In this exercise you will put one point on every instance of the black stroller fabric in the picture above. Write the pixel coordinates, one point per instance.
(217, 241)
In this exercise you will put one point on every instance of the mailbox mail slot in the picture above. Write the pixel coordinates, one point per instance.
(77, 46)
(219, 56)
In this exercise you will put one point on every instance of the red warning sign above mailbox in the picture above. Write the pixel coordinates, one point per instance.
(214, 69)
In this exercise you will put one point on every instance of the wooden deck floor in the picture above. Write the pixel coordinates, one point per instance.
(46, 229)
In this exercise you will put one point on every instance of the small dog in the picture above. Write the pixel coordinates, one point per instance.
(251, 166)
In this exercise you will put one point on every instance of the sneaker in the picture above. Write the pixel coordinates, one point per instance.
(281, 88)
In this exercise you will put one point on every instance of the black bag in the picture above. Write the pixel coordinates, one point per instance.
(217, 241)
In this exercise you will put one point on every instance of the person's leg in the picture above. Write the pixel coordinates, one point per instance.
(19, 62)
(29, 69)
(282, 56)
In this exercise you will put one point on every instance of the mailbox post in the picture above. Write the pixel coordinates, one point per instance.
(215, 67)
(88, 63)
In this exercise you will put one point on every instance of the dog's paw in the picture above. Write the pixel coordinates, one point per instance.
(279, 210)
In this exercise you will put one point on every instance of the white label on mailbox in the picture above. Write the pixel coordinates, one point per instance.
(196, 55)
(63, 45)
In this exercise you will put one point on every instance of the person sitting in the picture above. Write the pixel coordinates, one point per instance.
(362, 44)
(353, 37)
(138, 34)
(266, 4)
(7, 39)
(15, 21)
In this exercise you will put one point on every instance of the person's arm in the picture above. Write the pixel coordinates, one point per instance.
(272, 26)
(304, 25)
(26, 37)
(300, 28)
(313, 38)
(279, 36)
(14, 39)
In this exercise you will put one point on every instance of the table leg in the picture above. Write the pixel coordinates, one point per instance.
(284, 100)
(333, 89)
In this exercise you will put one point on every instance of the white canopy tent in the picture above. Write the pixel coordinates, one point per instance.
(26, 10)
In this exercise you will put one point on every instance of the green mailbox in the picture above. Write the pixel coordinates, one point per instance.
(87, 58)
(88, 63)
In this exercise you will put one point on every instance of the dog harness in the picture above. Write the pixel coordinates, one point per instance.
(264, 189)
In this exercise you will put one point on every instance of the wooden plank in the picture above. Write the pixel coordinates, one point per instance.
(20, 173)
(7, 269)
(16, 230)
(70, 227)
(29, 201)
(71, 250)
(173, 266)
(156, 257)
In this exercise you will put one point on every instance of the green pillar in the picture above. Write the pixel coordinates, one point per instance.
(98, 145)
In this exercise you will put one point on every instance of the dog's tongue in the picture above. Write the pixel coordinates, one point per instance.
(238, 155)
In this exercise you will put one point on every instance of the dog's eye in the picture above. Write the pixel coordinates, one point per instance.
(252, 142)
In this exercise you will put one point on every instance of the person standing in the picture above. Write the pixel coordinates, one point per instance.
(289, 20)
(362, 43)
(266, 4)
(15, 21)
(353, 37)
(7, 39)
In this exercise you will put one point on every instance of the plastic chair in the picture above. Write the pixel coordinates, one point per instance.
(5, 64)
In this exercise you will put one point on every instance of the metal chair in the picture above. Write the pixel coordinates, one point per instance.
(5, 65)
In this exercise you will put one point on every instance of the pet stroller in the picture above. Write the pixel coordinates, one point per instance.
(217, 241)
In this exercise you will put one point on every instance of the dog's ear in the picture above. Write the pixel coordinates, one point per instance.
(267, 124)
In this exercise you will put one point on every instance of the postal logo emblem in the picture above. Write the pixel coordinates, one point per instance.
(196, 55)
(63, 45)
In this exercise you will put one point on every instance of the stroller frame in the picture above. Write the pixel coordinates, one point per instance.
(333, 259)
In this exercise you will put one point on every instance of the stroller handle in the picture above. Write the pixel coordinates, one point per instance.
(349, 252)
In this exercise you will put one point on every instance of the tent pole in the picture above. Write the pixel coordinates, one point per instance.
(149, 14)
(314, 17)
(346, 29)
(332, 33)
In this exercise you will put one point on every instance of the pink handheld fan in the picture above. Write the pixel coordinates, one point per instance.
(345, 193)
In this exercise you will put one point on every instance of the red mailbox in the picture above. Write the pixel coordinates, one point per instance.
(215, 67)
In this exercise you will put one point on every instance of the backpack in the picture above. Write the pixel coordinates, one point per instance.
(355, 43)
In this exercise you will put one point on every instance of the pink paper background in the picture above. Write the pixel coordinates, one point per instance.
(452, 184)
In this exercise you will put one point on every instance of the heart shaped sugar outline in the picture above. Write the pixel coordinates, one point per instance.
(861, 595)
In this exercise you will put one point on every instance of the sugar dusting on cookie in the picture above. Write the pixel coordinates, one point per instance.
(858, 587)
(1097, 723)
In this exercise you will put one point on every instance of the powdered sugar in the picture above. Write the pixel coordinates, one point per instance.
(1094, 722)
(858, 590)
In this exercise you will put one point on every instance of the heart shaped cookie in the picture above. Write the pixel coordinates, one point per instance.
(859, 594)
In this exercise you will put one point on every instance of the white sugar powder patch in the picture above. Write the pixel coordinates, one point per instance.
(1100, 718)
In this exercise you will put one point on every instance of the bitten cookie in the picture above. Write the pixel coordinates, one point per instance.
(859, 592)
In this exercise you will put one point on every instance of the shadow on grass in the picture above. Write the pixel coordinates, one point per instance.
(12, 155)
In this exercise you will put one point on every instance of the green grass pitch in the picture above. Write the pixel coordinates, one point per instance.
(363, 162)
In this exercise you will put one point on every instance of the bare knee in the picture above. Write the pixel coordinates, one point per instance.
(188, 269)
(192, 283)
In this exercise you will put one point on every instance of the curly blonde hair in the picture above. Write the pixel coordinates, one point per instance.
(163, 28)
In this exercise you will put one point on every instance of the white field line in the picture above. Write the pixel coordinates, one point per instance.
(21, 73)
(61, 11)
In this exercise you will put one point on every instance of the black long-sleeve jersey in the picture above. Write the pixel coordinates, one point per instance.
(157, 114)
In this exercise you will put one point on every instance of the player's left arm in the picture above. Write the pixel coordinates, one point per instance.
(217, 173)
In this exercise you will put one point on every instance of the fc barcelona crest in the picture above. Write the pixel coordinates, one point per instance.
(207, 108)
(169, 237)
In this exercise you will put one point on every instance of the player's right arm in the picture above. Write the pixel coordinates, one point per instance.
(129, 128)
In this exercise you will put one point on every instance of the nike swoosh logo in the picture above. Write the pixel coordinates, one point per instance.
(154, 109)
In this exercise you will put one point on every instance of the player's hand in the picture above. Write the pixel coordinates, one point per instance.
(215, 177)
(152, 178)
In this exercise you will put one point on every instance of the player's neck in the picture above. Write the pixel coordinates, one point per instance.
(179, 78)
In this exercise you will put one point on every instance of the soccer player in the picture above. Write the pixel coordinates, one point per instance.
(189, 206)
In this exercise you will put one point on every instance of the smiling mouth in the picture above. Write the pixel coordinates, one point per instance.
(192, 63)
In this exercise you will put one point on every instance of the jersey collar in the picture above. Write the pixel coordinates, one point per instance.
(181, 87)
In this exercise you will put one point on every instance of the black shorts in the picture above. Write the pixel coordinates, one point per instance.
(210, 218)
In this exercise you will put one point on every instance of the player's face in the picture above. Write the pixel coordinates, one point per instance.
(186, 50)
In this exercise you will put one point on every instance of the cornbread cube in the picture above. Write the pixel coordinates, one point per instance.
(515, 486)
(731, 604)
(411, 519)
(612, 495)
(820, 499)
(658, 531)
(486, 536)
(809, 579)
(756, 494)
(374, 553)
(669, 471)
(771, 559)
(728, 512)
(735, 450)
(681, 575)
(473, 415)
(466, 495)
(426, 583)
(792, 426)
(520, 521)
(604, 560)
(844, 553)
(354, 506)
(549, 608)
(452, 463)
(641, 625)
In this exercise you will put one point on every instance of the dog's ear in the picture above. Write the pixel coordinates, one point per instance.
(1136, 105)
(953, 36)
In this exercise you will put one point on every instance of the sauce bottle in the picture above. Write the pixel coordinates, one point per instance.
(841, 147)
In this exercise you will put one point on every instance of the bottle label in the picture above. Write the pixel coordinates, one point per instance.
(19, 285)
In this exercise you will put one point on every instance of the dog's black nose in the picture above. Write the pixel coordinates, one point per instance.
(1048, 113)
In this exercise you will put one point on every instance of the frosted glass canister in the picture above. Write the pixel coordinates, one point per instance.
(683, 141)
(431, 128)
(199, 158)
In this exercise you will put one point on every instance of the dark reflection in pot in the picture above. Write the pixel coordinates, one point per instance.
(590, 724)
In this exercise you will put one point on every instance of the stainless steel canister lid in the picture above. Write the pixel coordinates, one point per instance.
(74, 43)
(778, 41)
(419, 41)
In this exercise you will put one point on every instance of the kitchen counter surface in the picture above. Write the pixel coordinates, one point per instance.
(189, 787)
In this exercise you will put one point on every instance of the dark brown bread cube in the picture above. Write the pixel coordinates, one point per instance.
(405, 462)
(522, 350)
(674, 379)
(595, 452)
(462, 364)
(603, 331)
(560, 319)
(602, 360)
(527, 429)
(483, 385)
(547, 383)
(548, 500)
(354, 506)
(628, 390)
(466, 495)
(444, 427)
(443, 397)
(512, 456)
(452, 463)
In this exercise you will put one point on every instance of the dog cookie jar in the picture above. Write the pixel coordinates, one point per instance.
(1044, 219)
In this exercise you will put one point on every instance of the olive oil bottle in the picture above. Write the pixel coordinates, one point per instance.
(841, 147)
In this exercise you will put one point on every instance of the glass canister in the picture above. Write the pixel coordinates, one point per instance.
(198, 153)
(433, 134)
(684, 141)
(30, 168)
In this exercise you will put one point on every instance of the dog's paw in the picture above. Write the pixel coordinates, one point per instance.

▶ _WHAT YOU NEED TO DO_
Repeat, exactly and only, the lines above from the one containing "the dog's black" through the end of the material.

▶ _SOLUTION TO THE PROBLEM_
In this exercise you will put one point on every instance of the dog's black nose in the picture above. Write the pixel coordinates, one point per instance.
(1048, 113)
In this exercise you will put one point on every instance of the frosted glass canister in the picture above. Write the pixel coordinates, one point per instance.
(683, 141)
(431, 128)
(199, 158)
In this exercise you will put one point on every instance of the dark reflection in pot in the picture above. Write the pixel coordinates, one point per instance.
(590, 724)
In this exercise you will put one point on every instance of the stainless steel canister lid in the picture above. Write the pixel coordinates, one point per instance.
(74, 43)
(778, 41)
(419, 41)
In this exercise you will put one point on every instance of the kitchen counter surface in the picture above. Write the pixel coordinates, one point per instance.
(189, 787)
In this exercise you will put one point on every instance of the dark brown bread cube in the picture above. Write the pixel coordinates, one point per instance.
(405, 462)
(522, 350)
(674, 379)
(595, 452)
(462, 364)
(603, 331)
(560, 319)
(602, 360)
(527, 429)
(483, 385)
(547, 383)
(548, 500)
(354, 506)
(628, 390)
(466, 495)
(444, 427)
(443, 397)
(512, 456)
(452, 463)
In this exercise you will put one point on every instance of the dog cookie jar in the picture above. Write the pixel coordinates, one point per instance.
(1044, 219)
In this exercise you will put one point on every instance of the olive oil bottle in the picture above. Write the pixel coordinates, one point per instance.
(841, 147)
In this exercise you will put one point on every instance of the glass canister in the picture above. Write the pixel coordinates, one point per instance.
(198, 153)
(433, 134)
(684, 141)
(30, 168)
In this exercise you will put one point on every instance of the dog's paw in the picture above. Write the pixel coordinates, one point per instance.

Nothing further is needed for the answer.